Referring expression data

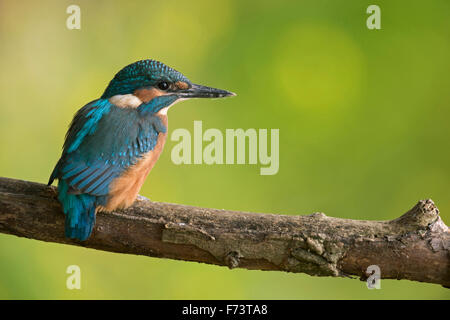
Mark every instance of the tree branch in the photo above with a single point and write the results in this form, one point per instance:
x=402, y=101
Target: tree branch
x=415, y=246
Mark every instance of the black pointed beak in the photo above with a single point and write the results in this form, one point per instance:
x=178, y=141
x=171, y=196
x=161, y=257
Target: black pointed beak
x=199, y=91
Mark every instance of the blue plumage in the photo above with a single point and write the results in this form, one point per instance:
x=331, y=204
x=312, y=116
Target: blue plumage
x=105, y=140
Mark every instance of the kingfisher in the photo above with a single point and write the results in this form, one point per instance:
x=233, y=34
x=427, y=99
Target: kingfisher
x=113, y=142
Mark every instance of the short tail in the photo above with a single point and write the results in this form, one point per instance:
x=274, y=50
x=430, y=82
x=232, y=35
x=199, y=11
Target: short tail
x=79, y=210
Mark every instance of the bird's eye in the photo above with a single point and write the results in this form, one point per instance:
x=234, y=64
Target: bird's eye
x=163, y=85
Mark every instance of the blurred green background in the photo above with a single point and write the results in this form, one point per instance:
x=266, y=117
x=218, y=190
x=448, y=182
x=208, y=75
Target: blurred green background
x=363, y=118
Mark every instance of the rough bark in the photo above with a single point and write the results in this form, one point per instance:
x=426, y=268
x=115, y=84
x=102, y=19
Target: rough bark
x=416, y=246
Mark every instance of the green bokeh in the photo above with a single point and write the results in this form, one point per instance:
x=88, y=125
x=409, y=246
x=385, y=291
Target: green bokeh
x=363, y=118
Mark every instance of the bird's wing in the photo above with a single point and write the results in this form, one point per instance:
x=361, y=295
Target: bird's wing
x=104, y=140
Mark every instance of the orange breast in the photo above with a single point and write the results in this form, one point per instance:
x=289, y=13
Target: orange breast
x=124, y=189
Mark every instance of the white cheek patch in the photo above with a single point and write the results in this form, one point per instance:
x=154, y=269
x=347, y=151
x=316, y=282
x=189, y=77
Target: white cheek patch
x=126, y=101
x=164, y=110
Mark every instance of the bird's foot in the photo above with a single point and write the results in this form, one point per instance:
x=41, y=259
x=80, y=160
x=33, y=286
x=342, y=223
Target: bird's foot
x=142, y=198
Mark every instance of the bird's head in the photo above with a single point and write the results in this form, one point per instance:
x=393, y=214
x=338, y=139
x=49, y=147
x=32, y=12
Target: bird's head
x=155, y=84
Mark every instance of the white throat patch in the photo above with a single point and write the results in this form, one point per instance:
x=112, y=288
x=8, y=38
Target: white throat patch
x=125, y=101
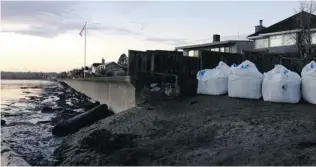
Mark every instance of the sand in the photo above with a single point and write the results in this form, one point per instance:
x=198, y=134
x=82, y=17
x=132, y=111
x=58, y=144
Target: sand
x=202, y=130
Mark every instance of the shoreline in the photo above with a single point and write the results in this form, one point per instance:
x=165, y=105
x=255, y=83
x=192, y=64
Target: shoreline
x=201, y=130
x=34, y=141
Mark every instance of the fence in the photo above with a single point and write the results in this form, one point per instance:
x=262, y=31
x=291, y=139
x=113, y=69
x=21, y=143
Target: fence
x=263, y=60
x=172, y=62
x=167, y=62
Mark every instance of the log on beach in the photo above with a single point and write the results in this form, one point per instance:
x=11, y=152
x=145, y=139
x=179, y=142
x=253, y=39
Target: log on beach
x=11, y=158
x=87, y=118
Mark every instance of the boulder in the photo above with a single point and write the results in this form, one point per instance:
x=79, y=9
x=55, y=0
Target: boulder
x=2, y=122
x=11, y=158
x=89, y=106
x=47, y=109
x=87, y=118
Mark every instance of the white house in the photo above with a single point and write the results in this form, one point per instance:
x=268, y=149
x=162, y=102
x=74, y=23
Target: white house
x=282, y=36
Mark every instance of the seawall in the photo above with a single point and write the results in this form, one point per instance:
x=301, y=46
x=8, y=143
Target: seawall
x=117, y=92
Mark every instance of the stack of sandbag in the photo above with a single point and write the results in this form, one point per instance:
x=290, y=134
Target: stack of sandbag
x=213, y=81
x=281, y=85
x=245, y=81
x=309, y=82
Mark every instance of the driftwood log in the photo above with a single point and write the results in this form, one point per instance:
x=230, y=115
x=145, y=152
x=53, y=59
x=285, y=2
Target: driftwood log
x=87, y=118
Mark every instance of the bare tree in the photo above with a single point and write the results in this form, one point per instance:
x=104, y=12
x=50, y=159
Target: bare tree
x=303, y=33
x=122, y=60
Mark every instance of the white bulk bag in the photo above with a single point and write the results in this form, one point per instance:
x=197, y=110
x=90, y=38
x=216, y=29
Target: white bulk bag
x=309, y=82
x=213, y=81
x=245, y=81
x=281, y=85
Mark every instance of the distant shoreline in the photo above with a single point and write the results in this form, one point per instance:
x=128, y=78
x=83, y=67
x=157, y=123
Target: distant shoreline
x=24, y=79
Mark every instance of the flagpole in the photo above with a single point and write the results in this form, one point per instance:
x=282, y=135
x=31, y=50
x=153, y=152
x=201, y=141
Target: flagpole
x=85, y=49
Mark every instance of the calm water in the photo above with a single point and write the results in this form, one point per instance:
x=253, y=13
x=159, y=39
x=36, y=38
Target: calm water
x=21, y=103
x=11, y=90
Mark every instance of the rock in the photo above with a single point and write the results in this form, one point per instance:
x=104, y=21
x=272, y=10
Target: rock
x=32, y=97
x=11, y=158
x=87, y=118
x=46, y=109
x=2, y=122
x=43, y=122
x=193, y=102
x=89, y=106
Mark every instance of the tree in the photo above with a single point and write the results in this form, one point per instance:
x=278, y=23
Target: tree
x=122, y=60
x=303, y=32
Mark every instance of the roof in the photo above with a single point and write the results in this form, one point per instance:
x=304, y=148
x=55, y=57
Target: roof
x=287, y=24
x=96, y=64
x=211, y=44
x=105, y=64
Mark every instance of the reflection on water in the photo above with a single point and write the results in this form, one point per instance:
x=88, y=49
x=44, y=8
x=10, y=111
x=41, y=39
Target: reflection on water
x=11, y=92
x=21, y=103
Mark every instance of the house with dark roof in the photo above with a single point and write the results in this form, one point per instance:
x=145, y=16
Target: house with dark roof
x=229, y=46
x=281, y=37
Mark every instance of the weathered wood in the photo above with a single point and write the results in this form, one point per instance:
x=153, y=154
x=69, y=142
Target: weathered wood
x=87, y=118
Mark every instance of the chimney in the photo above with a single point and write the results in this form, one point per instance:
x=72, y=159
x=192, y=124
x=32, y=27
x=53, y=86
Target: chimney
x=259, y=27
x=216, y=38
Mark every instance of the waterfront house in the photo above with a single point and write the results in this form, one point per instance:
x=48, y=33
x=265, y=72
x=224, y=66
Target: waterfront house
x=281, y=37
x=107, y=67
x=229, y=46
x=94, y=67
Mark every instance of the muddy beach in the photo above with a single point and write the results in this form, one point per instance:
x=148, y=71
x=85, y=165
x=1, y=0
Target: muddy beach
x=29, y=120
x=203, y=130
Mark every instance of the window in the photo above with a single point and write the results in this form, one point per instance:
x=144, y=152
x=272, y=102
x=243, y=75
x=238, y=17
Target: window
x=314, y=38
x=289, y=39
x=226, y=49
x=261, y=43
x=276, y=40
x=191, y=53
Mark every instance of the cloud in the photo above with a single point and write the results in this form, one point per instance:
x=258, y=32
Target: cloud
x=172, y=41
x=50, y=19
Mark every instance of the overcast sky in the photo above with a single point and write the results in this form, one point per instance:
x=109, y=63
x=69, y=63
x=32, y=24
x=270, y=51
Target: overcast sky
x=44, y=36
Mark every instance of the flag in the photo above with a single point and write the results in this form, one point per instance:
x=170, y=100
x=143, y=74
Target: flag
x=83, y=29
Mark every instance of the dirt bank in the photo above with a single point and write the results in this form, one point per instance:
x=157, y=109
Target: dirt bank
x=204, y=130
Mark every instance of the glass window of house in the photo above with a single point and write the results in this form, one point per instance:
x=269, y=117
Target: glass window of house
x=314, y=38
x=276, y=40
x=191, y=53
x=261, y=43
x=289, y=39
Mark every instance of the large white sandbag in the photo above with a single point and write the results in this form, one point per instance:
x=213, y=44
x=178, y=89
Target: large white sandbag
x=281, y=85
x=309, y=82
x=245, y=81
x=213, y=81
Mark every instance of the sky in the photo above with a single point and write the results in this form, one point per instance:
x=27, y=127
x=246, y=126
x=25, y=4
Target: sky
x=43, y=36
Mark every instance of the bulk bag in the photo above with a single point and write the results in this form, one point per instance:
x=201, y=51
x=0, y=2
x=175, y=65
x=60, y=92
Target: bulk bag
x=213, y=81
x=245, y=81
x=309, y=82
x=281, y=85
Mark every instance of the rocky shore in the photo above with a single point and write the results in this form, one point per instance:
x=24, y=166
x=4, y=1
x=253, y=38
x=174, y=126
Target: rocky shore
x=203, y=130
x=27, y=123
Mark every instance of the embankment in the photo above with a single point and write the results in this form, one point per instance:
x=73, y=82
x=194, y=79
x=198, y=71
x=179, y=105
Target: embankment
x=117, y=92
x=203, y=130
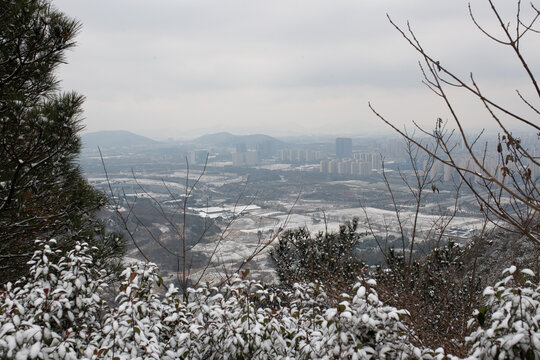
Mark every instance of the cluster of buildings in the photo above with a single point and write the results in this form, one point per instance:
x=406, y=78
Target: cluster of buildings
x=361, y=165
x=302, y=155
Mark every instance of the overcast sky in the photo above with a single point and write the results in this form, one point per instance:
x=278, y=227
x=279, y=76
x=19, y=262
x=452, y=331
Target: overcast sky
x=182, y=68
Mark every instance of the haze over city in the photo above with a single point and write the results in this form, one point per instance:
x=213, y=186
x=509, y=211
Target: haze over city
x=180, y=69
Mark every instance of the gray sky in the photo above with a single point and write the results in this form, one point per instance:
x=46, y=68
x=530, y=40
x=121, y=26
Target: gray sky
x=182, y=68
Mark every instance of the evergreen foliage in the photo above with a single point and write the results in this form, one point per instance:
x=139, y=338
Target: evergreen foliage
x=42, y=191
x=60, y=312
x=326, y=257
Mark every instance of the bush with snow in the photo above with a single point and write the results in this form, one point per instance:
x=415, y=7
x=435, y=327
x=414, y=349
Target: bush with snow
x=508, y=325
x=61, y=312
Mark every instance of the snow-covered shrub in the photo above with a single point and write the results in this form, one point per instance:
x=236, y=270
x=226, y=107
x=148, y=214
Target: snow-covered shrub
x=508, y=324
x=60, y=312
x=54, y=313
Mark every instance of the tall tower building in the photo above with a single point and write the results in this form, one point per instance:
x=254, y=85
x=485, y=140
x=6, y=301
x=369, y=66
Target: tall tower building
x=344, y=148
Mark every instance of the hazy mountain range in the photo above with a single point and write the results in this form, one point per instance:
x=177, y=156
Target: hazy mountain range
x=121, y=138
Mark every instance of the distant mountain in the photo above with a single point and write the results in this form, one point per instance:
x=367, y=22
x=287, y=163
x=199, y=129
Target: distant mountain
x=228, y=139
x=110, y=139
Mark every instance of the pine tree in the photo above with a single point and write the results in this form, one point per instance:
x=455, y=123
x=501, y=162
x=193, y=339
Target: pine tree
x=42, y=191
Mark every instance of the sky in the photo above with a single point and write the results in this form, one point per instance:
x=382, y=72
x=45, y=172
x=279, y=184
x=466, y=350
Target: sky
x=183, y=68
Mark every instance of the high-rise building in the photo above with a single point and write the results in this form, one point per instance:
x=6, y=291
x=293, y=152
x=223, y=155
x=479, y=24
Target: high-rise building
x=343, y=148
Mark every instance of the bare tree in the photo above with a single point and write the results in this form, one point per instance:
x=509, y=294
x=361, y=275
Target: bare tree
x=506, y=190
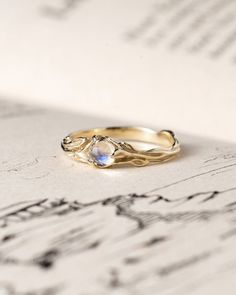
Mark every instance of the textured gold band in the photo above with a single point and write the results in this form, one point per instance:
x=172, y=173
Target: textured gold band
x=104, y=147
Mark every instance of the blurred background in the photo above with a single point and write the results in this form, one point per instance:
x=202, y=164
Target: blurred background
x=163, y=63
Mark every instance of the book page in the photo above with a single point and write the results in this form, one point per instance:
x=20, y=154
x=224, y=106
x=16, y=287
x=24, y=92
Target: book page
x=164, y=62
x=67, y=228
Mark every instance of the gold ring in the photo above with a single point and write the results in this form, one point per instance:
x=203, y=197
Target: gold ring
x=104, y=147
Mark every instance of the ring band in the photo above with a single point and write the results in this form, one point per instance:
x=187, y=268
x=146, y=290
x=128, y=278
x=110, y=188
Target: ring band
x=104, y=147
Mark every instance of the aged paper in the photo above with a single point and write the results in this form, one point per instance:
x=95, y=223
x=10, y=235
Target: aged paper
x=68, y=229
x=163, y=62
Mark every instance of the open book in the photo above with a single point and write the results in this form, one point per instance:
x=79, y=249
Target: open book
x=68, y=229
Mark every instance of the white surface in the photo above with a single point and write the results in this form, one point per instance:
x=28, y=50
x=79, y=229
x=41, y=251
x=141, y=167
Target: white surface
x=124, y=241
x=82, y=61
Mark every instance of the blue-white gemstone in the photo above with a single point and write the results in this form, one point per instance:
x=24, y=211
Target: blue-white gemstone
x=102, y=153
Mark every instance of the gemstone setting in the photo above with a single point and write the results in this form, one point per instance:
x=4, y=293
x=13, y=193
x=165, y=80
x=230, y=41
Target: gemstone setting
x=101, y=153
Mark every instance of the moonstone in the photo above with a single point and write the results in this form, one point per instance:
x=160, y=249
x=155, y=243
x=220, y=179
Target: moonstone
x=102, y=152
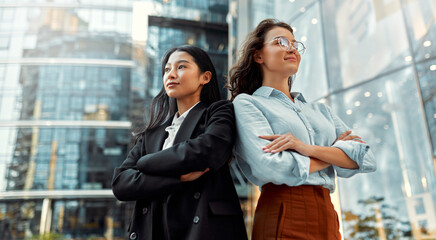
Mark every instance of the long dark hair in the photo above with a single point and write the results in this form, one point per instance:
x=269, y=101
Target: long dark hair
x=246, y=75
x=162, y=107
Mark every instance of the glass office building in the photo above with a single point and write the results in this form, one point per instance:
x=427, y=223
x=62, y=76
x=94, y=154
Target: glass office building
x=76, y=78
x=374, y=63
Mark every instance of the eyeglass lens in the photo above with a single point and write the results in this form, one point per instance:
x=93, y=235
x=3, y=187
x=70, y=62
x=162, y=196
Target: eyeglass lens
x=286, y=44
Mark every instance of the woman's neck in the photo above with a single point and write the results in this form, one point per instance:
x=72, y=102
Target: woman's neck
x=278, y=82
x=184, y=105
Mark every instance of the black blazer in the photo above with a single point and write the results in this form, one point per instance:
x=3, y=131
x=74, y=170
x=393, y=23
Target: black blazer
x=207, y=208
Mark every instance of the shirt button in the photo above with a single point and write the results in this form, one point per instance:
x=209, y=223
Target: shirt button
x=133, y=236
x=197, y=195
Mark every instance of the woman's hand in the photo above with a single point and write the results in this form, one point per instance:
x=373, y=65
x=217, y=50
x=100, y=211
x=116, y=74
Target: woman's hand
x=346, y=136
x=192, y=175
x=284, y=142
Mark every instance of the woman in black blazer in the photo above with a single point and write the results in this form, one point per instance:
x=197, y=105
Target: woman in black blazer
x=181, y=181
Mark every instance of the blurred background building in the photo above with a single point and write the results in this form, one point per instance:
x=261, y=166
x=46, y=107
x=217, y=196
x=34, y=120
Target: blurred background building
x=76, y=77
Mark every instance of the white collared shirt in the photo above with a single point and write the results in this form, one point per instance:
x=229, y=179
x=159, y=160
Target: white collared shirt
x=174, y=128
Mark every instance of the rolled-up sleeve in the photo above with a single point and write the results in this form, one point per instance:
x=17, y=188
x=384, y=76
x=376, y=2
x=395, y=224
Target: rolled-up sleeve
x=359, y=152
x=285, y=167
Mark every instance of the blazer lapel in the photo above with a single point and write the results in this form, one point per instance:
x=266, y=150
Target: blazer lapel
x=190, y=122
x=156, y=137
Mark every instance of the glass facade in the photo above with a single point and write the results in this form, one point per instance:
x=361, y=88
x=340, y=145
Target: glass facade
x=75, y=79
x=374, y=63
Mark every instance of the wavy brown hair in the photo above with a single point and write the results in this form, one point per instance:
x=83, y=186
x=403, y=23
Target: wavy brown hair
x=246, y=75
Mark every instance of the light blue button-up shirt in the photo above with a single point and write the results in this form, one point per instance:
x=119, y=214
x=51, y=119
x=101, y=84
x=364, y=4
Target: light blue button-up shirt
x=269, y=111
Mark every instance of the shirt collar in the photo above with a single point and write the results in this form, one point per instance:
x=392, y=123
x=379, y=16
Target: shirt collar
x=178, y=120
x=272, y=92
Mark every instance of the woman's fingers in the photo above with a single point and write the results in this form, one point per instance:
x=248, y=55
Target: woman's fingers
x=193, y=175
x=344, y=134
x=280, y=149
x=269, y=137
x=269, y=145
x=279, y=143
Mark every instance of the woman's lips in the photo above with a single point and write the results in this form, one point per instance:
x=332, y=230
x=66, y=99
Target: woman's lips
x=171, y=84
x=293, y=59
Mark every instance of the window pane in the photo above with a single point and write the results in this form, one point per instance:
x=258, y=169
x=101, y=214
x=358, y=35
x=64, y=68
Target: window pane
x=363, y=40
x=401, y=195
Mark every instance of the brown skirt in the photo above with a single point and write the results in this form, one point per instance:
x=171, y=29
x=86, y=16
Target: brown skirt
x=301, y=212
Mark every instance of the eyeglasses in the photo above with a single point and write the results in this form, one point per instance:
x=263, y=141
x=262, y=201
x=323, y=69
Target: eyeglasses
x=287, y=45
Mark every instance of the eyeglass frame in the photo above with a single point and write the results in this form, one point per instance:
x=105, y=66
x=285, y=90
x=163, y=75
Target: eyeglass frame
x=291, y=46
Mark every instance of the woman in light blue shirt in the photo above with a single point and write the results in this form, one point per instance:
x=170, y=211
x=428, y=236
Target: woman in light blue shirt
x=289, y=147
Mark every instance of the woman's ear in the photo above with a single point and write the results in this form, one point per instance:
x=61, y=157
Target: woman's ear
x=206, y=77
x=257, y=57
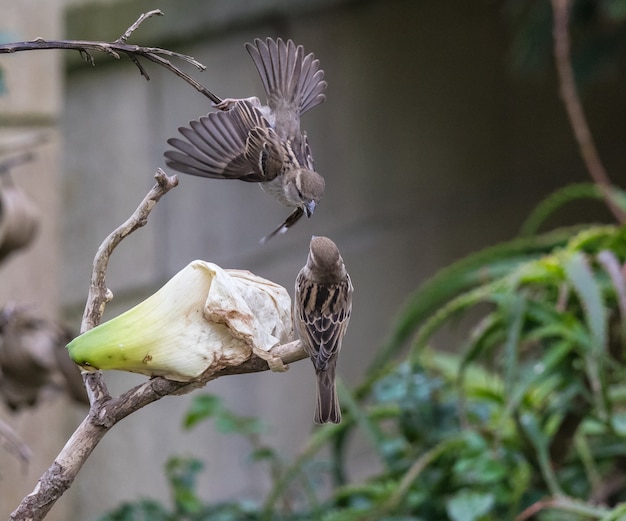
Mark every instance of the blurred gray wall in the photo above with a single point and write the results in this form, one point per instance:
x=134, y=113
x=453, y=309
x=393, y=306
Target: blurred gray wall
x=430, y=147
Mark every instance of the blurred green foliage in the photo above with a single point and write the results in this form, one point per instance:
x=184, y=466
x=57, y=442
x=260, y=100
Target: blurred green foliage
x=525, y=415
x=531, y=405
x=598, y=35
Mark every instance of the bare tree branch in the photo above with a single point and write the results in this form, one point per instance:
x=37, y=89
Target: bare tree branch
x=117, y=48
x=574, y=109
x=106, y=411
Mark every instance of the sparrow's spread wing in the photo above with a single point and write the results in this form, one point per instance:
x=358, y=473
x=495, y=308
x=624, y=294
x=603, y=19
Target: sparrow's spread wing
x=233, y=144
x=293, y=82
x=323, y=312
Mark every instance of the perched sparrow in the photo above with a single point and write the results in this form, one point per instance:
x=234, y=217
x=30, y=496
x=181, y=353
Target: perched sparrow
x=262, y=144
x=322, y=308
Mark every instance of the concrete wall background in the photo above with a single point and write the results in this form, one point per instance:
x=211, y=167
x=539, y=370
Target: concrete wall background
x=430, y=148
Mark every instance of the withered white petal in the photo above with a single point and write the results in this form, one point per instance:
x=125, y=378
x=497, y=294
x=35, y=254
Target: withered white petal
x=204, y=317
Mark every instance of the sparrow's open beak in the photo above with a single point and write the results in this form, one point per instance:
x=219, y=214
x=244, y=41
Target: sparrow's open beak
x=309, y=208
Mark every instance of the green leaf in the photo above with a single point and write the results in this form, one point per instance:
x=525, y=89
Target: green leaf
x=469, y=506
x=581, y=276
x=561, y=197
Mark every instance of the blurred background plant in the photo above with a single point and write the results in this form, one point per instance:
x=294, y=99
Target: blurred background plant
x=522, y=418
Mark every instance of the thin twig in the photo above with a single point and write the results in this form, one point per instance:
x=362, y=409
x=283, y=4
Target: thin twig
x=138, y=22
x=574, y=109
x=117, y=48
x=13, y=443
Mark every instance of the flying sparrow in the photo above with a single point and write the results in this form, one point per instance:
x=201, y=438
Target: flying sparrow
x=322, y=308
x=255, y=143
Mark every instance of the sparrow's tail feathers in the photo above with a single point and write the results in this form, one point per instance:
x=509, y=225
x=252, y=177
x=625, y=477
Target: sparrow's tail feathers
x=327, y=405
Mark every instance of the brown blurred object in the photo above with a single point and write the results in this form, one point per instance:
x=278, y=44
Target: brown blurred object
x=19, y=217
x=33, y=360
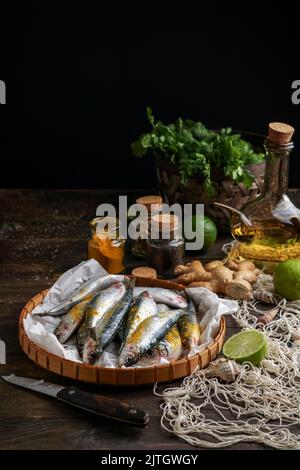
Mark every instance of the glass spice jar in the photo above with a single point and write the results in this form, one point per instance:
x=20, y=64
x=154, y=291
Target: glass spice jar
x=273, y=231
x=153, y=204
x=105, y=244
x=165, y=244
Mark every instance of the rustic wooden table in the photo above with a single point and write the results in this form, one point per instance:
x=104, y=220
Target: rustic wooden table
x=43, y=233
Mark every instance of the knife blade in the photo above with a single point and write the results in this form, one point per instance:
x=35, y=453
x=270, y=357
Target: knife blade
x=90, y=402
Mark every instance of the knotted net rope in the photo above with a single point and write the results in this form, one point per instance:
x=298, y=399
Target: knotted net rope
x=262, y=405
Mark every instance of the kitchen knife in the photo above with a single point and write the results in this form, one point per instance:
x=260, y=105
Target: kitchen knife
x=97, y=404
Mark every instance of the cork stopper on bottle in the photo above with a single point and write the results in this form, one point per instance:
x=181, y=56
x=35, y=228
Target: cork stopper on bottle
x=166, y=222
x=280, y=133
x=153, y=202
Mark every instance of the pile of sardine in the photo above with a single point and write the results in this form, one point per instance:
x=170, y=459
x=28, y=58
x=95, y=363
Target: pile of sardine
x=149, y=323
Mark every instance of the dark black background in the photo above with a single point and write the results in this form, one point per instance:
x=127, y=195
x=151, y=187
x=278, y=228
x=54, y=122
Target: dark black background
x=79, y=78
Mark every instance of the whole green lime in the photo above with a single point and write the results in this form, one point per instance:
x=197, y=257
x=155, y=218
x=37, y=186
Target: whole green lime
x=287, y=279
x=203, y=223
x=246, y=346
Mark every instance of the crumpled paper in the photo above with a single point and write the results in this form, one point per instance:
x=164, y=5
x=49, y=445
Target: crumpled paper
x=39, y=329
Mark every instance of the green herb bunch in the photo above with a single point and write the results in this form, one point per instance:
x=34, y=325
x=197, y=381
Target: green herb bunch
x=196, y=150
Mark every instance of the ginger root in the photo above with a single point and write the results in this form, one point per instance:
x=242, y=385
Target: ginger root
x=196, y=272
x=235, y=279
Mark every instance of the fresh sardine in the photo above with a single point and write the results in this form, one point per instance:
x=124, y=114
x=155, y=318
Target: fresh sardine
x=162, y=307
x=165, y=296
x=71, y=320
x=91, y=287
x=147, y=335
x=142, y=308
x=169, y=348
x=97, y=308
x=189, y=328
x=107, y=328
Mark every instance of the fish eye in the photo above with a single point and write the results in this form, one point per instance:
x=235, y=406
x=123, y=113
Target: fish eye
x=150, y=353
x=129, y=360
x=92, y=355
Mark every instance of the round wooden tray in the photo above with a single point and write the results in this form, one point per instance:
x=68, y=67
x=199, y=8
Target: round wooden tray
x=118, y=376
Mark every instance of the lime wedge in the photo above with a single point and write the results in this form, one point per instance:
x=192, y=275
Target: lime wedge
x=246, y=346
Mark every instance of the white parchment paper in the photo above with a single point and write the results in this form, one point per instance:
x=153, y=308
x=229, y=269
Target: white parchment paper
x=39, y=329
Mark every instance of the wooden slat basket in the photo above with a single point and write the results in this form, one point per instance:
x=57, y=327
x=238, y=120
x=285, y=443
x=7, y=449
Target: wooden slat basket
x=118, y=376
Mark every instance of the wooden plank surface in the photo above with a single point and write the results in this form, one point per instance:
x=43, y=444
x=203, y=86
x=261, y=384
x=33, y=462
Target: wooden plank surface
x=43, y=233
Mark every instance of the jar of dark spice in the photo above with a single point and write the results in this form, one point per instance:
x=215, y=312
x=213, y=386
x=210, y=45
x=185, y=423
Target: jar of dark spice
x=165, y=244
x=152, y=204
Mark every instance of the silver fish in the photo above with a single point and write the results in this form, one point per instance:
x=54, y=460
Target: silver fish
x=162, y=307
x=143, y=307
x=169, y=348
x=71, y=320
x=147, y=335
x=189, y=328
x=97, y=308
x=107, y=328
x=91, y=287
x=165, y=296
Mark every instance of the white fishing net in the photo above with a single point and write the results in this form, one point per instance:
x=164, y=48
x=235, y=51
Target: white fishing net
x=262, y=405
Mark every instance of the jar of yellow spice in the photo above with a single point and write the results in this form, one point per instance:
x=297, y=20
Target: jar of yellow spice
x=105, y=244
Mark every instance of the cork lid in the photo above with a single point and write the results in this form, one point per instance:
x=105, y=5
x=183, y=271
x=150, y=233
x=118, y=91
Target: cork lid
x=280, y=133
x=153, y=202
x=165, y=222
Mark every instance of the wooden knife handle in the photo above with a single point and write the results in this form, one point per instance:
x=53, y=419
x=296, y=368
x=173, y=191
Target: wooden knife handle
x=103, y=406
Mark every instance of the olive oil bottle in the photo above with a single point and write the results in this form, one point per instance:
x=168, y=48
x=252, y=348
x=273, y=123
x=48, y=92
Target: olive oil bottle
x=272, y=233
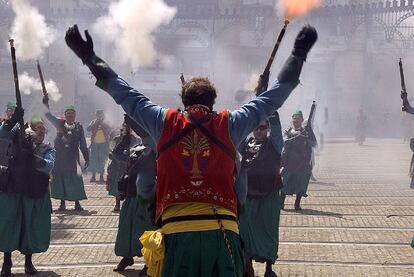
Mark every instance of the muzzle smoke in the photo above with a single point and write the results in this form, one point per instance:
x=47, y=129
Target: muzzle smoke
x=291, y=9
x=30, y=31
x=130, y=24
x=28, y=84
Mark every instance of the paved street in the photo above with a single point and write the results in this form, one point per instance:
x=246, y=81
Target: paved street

**EXERCISE INSTRUCTIONS**
Quote the records above exactly, from the first line through the line containing "x=218, y=190", and leave out the pictures.

**SOLVED EXERCISE**
Mark every instance of the tree branch in the photo above with a single point and write the results in this form, one point per instance:
x=402, y=101
Target: tree branch
x=415, y=246
Mark every instance of the black pointed beak in the photo above with a single point and write the results in this form, one point per instance:
x=178, y=141
x=171, y=196
x=161, y=257
Target: black pointed beak
x=199, y=91
Mark every instance of the blue plumage in the photo above with a single point and write the results in this form, one point per instance:
x=331, y=204
x=312, y=116
Target: blue plumage
x=105, y=140
Mark every instance of the kingfisher in the photo above with a single point and write the results in this form, one point per instance:
x=233, y=34
x=427, y=99
Target: kingfisher
x=113, y=142
Mark every instance of the short tail in the photo above with a single point and write the results in this form, one point per instance:
x=274, y=50
x=430, y=82
x=232, y=35
x=199, y=11
Target: short tail
x=79, y=210
Mark every instance of the bird's eye in the photo above with a single point and write the results in this form, one point per instance:
x=234, y=64
Target: bird's eye
x=163, y=85
Mark every instance of the blurred green background in the photo above with a single point and write the results in this form, one point per instance:
x=266, y=117
x=218, y=190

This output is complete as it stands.